▶ _Work to complete_: Restate the opening lines of the material below word for word, stopping after the line that contains "positive clicks: (518, 377)".

▶ _Data shown_:
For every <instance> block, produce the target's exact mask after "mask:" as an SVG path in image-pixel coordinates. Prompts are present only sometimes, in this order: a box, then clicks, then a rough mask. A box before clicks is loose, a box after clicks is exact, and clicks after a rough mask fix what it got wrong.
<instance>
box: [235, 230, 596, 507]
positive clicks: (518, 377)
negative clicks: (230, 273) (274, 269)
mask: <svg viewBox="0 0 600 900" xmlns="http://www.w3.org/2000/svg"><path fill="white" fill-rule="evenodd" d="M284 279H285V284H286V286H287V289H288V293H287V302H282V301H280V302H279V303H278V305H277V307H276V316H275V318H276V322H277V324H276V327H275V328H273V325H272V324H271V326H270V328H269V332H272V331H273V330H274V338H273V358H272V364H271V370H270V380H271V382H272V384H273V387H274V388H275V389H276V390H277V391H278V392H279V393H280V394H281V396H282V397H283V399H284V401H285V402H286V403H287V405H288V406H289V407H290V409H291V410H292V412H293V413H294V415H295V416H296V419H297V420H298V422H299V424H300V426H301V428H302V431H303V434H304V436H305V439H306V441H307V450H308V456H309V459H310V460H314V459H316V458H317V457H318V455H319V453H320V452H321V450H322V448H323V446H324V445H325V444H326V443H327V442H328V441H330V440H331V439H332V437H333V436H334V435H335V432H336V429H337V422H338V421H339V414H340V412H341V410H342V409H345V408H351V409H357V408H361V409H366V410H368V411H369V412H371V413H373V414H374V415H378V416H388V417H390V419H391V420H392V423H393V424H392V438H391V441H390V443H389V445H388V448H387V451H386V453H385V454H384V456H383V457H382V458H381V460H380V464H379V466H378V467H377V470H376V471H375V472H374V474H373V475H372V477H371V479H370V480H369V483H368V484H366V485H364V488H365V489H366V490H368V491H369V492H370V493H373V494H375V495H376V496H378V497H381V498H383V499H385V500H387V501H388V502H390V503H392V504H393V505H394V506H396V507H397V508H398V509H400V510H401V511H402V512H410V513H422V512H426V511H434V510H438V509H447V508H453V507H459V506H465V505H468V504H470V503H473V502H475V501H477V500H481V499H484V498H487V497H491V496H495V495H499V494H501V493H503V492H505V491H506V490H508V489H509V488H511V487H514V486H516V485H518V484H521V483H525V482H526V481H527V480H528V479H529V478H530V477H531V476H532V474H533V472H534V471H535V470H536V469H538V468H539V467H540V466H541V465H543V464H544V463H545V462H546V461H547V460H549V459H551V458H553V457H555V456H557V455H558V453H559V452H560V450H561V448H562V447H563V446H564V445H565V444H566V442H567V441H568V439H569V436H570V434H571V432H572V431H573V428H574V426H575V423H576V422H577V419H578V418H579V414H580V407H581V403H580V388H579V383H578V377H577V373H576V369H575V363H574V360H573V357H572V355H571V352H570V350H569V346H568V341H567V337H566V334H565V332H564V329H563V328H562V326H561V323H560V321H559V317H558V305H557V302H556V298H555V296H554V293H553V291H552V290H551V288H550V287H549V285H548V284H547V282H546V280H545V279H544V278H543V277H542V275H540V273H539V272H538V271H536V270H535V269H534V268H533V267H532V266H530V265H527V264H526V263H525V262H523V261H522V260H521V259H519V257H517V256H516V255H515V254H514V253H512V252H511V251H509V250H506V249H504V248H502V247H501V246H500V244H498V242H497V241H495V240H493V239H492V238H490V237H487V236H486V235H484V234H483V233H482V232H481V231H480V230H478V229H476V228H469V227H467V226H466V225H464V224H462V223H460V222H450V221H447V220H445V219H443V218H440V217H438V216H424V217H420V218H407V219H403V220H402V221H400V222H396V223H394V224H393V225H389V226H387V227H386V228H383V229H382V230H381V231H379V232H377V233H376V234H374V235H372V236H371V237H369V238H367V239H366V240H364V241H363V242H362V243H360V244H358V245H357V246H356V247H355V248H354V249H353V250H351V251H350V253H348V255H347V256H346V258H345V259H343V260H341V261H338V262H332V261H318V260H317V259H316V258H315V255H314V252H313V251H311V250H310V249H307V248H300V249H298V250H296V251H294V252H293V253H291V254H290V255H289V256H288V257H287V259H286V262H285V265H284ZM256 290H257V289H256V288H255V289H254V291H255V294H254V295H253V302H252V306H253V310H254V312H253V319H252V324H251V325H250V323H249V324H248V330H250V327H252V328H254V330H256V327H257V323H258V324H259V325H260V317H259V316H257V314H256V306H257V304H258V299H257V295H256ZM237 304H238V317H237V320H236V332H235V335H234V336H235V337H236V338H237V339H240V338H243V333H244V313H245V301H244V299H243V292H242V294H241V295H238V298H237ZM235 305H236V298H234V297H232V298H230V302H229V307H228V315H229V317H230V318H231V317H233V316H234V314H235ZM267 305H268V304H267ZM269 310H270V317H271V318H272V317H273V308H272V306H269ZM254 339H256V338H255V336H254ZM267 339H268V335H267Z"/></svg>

▶ _Result for this exercise_:
For every <instance> block, produce the target's exact mask after "mask:" as an SVG path in image-pixel coordinates. Prompts are present only sometimes, in this order: a box, then clicks, then a rough mask. A box before clicks is loose, a box after clicks is exact, and clicks after a rough mask fix what it got wrong.
<instance>
box: [235, 230, 596, 507]
positive clicks: (518, 377)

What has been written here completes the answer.